* _Dataset entries_:
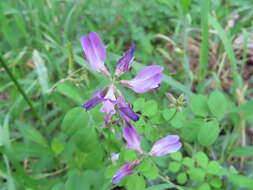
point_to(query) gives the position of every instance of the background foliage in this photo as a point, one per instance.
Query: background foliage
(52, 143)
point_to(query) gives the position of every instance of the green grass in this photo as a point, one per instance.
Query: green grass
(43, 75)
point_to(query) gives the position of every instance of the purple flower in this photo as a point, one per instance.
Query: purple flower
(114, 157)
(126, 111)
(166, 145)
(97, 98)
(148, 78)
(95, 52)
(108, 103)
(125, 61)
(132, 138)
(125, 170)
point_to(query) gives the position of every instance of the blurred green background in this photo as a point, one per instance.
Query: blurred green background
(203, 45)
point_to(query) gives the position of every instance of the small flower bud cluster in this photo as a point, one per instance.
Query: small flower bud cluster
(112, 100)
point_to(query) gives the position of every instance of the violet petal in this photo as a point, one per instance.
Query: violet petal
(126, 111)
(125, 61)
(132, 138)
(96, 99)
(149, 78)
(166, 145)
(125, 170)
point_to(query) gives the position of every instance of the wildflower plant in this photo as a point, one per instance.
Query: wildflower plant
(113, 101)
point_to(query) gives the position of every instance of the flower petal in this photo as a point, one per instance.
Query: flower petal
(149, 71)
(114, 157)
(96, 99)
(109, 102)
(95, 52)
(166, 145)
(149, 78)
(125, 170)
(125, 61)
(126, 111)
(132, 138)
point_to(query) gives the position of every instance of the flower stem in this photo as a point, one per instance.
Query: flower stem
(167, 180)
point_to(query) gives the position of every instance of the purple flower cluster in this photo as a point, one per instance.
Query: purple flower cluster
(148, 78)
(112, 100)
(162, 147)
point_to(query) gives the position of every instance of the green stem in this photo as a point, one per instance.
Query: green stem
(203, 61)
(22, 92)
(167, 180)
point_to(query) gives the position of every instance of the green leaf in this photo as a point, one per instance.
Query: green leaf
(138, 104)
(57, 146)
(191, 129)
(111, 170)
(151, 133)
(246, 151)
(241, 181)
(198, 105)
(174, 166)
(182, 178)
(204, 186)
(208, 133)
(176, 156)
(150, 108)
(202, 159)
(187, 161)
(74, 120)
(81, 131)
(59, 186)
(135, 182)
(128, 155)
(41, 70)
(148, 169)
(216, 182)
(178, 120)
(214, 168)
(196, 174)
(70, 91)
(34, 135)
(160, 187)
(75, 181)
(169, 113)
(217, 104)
* * *
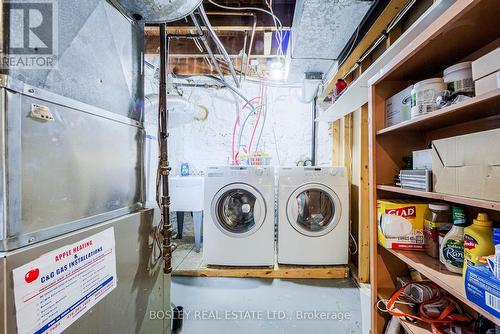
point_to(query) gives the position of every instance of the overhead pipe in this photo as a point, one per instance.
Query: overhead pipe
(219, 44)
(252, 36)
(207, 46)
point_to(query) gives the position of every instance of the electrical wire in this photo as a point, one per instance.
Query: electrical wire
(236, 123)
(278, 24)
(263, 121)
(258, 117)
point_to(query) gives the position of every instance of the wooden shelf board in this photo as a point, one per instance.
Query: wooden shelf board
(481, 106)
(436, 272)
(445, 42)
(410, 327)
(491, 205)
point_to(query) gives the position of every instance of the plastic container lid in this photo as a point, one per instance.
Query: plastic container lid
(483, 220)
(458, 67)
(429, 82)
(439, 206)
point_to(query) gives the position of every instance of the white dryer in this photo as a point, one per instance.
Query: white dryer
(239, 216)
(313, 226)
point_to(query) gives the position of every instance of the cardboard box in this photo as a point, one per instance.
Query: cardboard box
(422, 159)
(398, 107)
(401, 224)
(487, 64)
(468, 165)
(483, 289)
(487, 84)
==
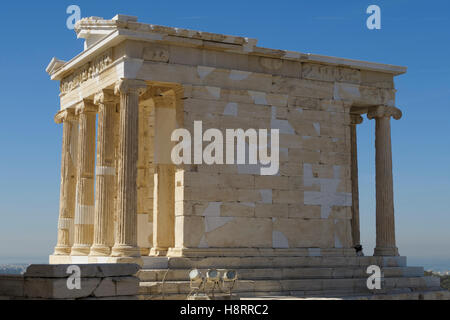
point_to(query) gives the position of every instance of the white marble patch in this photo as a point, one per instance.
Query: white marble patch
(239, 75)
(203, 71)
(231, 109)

* _Problem requirements_:
Using the entries above, return exactly the lines from the line with "the green grass" to the line with "purple flower in", counting both of those lines.

* _Task response_:
point_to(query) gives the position of every instance of the green grass in this photo as a point, one per instance.
Query: green grass
(43, 75)
point_to(query) gives the position of every instance of the purple flower in this photo as a point, one per instance.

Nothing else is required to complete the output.